## Problem description
All of the data should be copied exactly, with the pictures left out.

## Stored data entries
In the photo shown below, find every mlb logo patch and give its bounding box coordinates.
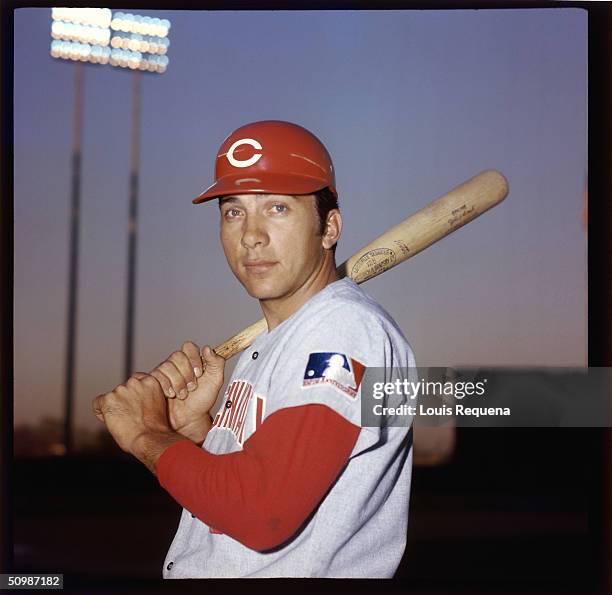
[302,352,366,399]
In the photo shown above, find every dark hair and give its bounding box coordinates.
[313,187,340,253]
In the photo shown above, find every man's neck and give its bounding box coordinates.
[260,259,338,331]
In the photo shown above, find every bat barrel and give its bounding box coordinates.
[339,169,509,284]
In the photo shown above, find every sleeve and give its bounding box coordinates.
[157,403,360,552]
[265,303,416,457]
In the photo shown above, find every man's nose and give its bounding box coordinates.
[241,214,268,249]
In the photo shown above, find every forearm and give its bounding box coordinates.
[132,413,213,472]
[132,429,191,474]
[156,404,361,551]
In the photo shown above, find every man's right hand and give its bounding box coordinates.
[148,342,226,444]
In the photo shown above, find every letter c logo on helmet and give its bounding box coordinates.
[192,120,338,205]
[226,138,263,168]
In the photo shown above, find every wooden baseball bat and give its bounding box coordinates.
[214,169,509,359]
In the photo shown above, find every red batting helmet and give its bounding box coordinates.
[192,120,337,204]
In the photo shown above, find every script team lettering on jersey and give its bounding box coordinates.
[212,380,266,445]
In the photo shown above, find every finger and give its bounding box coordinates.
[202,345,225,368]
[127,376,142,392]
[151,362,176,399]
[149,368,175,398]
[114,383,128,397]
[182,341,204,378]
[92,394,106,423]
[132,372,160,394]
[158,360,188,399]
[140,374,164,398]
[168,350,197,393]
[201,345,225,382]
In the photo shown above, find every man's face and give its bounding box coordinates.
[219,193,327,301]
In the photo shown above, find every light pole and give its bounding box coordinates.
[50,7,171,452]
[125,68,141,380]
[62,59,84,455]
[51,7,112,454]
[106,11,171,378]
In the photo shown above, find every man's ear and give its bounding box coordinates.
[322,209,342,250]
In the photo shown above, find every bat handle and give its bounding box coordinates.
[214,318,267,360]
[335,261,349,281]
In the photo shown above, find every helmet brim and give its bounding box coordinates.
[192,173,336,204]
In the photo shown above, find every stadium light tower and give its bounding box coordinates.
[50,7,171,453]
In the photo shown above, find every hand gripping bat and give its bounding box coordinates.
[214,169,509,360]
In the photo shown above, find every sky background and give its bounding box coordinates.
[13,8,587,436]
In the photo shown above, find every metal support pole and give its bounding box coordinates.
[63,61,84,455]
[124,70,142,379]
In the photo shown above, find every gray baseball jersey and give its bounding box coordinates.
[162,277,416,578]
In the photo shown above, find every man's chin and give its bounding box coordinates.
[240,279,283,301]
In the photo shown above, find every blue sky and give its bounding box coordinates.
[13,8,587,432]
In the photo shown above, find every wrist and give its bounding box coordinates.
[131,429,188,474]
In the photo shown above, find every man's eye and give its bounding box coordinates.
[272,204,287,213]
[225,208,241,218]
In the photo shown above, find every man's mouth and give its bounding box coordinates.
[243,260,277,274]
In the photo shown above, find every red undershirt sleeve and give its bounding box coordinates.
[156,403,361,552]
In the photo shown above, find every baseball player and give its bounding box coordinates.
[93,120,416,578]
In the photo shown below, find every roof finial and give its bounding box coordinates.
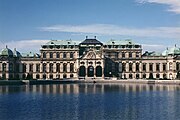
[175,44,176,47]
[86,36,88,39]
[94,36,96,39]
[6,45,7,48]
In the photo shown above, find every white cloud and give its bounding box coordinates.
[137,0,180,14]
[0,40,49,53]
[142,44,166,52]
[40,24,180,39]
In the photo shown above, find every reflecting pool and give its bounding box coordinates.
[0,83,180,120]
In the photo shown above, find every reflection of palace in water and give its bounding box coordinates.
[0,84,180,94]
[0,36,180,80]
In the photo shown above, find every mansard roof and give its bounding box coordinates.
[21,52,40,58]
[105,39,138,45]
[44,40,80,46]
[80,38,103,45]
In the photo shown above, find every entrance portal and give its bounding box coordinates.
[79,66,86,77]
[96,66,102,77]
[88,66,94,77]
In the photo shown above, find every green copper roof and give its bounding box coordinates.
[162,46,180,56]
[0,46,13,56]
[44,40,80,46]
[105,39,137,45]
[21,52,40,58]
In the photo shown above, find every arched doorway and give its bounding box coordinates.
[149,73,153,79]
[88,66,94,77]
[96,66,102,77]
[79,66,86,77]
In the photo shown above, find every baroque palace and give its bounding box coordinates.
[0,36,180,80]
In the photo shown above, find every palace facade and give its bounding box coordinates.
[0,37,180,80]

## Answer box
In the photo shown below, find every mlb logo patch and give its bounding box coordinates.
[302,352,366,399]
In the photo shown above, find every dark hair and give its bounding box coordinates.
[313,187,340,253]
In the photo shown above, find every man's neck and give its bounding box coordinates.
[260,259,338,331]
In the photo shown above, find every bat barrel and give its bounding box coordinates.
[339,169,509,284]
In the photo shown above, find every sleeve and give its bounding box coordinates.
[157,403,360,552]
[265,303,416,457]
In the photo shown above, find every man's nose and give its bounding box coordinates.
[241,214,268,249]
In the photo shown above, find every forearm and give its bounding box coordinates.
[132,413,213,472]
[132,429,191,474]
[156,404,361,551]
In the photo shown above, find every man's right hand and give its bounding box coordinates.
[148,342,226,444]
In the photo shown above, find every letter c logo on helmet and give its bounding box coordinates.
[192,120,338,205]
[226,138,263,168]
In the photo shown above, find every wooden baseball bat and give its bounding box coordinates.
[214,169,509,359]
In the photo shown above, find every red batting helmet and give its bounding box coordinates.
[192,120,337,204]
In the photo shown above, find every script team lettering on jersey and give its bounding box coordinates.
[212,380,266,445]
In the photo shown above, find every finger and give its bounding box coordinates.
[202,345,225,368]
[127,376,142,392]
[151,362,176,399]
[149,368,175,398]
[114,383,128,397]
[182,341,204,378]
[92,394,106,423]
[132,372,160,394]
[158,360,188,399]
[140,374,164,398]
[168,350,197,393]
[201,345,225,382]
In the photo shown above, find every man's face and give its bounding box coordinates.
[219,193,327,301]
In the photo shown above, find every light pole and give its bounding box coordinates.
[50,7,171,452]
[125,68,141,380]
[62,59,84,455]
[51,7,112,454]
[106,11,171,378]
In the photo shown above, find every man's ear and give its bounding box coordinates.
[322,209,342,250]
In the photo shown above, find every bat handle and give its bounding box coordinates.
[214,318,267,360]
[335,261,349,281]
In the photo shown above, find every helmet brim and give its bounding box coordinates.
[192,173,336,204]
In the photo shown above, find every stadium light tower and give its bounding box coordinates.
[50,7,171,453]
In the photo shown above, find every hand gripping bat and give its bounding box coordinates.
[214,169,509,360]
In the photo shown above, find every sky background and give its bounding box coordinates.
[13,8,587,436]
In the photo shown above, find every metal support pole and give its bounding box coordinates.
[63,61,84,455]
[124,70,142,379]
In the photo shown above, find every gray baseball jersey and give its bounding box coordinates.
[162,277,416,578]
In the photo shown above, find every man's chin and give its bounding box coordinates.
[240,279,283,301]
In the photo shown above, find every blue sky and give its bounding box coordinates.
[13,8,587,432]
In the photo shown above, find every wrist and give its bounding box coordinates.
[131,429,188,474]
In the photo shown above, find every man's eye and give its bounding box coordinates.
[272,204,287,213]
[225,208,241,218]
In the photo shown above, find every man's mouth and give its bounding box coordinates.
[243,260,277,274]
In the photo shown above, find every red undershirt sleeve and give its bounding box coordinates.
[156,403,361,552]
In the photo shown above, find every baseball player and give its bounding box coordinates.
[93,120,416,578]
In the photo shown below, find every roof finial and give its bounding box coordinates.
[175,44,176,47]
[86,36,88,39]
[94,36,96,39]
[6,45,7,48]
In the photo shown above, find every white cloud and give its bounding box coordinates.
[137,0,180,14]
[0,40,49,53]
[142,44,166,52]
[40,24,180,39]
In the photo shown above, find every reflecting pool and give its bounding box coordinates.
[0,83,180,120]
In the photo shown above, find every reflection of palace in water and give its bounding box coordinates.
[0,84,180,94]
[0,36,180,80]
In the photo shown above, find every mansard roof and give its bounding box coordinates.
[21,52,40,58]
[105,39,138,45]
[44,40,80,46]
[80,38,103,45]
In the photo shown above, find every entrance portal and give its bounding box coordinates.
[79,66,86,77]
[96,66,102,77]
[88,66,94,77]
In the photo shown above, find every green copper roof and give its bounding box coordinates.
[162,46,180,56]
[0,46,13,56]
[44,40,80,46]
[105,39,137,45]
[21,52,40,58]
In the photo shown above, find every arched doorway and give its bounding box coordinates.
[149,73,153,79]
[88,66,94,77]
[96,66,102,77]
[79,66,86,77]
In the photo shown above, find every baroque palace and give its bounding box coordinates.
[0,36,180,80]
In the photo shown above, find every palace facade and give its bounding box coordinates.
[0,37,180,80]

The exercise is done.